(KURZAUFGABE A):
Wie heißt laut dem Quellenauszug zur Geschichte des Haiku der erste Teil eines Kettengedichts?

(QUELLENAUSZUG):
# # # # #
Kleine Geschichte des Haiku

Angepasst aus dem Buch: Volker Friebel (2019): Das Haiku. Grundwissen – Vertiefungen – der Horizont. Edition Blaue Felder, Tübingen. Alle Rechte vorbehalten. Die Rechte der zitierten Haiku liegen bei ihren Autoren.

Japan

Die Geschichte des Haiku beginnt im japanischen Mittelalter. (In ihrem japanischen Teil folgt diese Darstellung im Wesentlichen Eduard Klopfenstein im Nachwort des Buchs Klopfenstein & Ono-Feller (2017): Haiku). Es entwickelte sich aus dem damals sehr verbreiteten Ketten­gedicht heraus, das meist in geselliger Runde nach einem festgelegten Regelapparat von verschiedenen Dichtern zusammen verfasst wurde. Der erste Teil eines Ketten­gedichts, er wird „Hokku“ genannt, entspricht dem, was wir heute ein Haiku nennen. Dieser erste Teil wurde meist vom Leiter der Dichtrunde vorgegeben. Beispiel für ein Hokku aus späterer Zeit, verfasst von Yosa Buson (1716-1783):

Die Päonie –
abgefallene Blütenblätter,
zwei, drei aufeinander …

Das auf diesen Eingangsvers aufbauende Kasen (ein 36-teili­ges Kettengedicht; veröffentlicht 1780; hier nach der Übertragung in Yosa Buson (1992): Dichterlandschaften) dichtete Buson zusammen mit nur einem anderen Dichter, seinem Schüler Taika Kitō (1741-1789). Dieser ergänzte als zweiten Teil:

Am Zwanzigsten im Deutzienmonat,
bei fahlem Mondlicht ganz früh …

Ebenfalls Kitō als dritten Teil:

Ein alter Mann,
vornehm hüstelnd: Er geht wohl
das Tor öffnen …

Grundprinzip der japanischen Kettendichtung: Der erste Teil gibt etwas vor, der zweite Teil bezieht sich darauf, der dritte Teil bezieht sich auf den zweiten Teil – nicht aber auf den ersten Teil, von dem er einen deutlichen Abstand haben sollte. Und so geht es weiter. Zudem gibt es für die verschie­denen folgenden Teile Vorgaben zum Inhalt – und es sollen keine Wiederholungen vorkommen: Jedes Glied eines Ketten­gedichts ist so ein einzigartiger Teil der vielfältigen Welt und nur durch seine direkten Nachbarn eingebunden ins Ganze.

Wesentlich für den Aufbau der Verse eines Kettengedichts war das klassische Waka, das japanische Gedicht, im Unter­schied zu den damals in Japan bevorzugten chinesischen Gedichtformen. Ein Waka besteht aus Folgen von fünf und sieben Lauteinheiten (Moren). Die heute bekannteste Form eines Waka ist das Tanka, mit fünf, sieben, fünf, sieben, sieben Lauteinheiten, zusammen also 31. In europäischen Sprachen wird das Tanka fünfzeilig geschrieben, im Japanischen kann das anders sein.
# # # # #
(BEREITGESTELLTE DATENSÄTZE):
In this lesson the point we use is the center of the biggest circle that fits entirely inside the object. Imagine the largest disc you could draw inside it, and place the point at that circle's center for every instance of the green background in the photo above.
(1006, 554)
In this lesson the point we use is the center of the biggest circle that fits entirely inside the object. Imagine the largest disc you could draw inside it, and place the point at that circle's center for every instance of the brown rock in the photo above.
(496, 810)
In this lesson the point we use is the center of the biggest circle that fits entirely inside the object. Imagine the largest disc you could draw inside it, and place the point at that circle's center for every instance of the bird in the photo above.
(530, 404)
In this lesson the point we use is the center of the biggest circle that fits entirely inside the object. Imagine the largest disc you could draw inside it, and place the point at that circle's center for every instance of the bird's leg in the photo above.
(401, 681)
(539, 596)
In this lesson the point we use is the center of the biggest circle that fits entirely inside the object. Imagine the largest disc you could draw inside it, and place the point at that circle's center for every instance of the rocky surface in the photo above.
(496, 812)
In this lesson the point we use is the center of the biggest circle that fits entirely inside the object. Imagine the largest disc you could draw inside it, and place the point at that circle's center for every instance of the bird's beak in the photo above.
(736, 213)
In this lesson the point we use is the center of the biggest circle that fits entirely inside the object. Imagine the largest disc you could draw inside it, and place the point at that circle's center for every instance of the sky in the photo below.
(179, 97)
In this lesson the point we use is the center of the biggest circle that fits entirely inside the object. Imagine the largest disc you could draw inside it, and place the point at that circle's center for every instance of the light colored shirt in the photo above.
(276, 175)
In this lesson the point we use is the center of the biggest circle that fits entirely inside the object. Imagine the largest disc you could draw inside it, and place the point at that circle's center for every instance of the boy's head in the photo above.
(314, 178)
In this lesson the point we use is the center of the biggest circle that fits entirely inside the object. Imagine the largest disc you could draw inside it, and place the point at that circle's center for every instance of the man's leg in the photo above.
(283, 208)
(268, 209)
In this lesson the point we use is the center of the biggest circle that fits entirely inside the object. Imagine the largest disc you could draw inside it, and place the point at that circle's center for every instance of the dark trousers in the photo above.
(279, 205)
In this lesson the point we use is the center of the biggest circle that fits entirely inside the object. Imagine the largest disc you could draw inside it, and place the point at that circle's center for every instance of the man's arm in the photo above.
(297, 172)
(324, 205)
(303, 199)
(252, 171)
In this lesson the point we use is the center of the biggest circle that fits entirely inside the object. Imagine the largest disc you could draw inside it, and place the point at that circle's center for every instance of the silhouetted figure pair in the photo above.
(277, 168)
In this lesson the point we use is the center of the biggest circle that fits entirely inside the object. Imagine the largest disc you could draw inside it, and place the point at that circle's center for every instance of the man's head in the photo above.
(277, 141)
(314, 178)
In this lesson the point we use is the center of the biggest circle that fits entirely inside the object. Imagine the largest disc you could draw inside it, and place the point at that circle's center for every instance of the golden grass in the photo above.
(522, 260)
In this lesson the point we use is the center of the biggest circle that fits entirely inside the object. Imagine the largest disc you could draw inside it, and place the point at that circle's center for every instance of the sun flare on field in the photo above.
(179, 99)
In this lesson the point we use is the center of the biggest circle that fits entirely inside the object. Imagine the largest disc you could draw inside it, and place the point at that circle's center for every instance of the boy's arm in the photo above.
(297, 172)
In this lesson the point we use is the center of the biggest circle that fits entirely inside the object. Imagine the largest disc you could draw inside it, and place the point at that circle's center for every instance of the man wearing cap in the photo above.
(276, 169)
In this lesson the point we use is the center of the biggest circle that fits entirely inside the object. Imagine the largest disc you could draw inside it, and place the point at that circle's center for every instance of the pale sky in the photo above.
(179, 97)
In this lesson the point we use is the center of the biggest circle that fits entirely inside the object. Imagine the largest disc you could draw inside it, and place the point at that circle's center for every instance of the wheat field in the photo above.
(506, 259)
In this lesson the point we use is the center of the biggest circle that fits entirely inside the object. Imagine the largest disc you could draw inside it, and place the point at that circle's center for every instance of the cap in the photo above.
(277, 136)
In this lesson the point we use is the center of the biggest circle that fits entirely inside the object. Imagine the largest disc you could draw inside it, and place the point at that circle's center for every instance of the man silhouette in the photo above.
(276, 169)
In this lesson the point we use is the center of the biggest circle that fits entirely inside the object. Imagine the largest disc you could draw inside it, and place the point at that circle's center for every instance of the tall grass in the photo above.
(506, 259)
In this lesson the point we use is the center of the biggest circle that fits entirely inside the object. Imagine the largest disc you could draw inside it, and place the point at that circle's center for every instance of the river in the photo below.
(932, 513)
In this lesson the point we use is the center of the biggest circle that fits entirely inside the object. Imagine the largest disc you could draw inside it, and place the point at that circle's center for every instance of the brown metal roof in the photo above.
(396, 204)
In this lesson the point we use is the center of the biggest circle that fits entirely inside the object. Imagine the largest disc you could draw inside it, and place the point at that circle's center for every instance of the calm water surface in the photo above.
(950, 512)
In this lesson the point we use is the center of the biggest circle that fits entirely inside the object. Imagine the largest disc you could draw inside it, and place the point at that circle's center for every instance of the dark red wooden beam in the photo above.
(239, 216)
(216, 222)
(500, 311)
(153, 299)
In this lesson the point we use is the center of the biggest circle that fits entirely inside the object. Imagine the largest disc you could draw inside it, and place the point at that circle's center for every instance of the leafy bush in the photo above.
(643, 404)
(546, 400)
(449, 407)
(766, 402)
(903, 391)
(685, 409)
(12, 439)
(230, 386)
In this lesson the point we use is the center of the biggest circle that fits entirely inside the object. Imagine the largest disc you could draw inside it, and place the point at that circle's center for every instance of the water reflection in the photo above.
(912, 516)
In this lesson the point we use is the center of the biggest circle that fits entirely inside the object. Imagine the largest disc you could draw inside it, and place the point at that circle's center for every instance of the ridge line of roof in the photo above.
# # # # #
(KURZAUFGABE B):
Suchen Sie aus den Datensätzen oben jede Zeile heraus, die die Zeichenfolge „silhouetted“ enthält, und geben Sie diese Zeilen wieder.

(LÖSUNG A):
Der erste Teil heißt „Hokku“.

(LÖSUNG B):
In this lesson the point we use is the center of the biggest circle that fits entirely inside the object. Imagine the largest disc you could draw inside it, and place the point at that circle's center for every instance of the silhouetted figure pair in the photo above.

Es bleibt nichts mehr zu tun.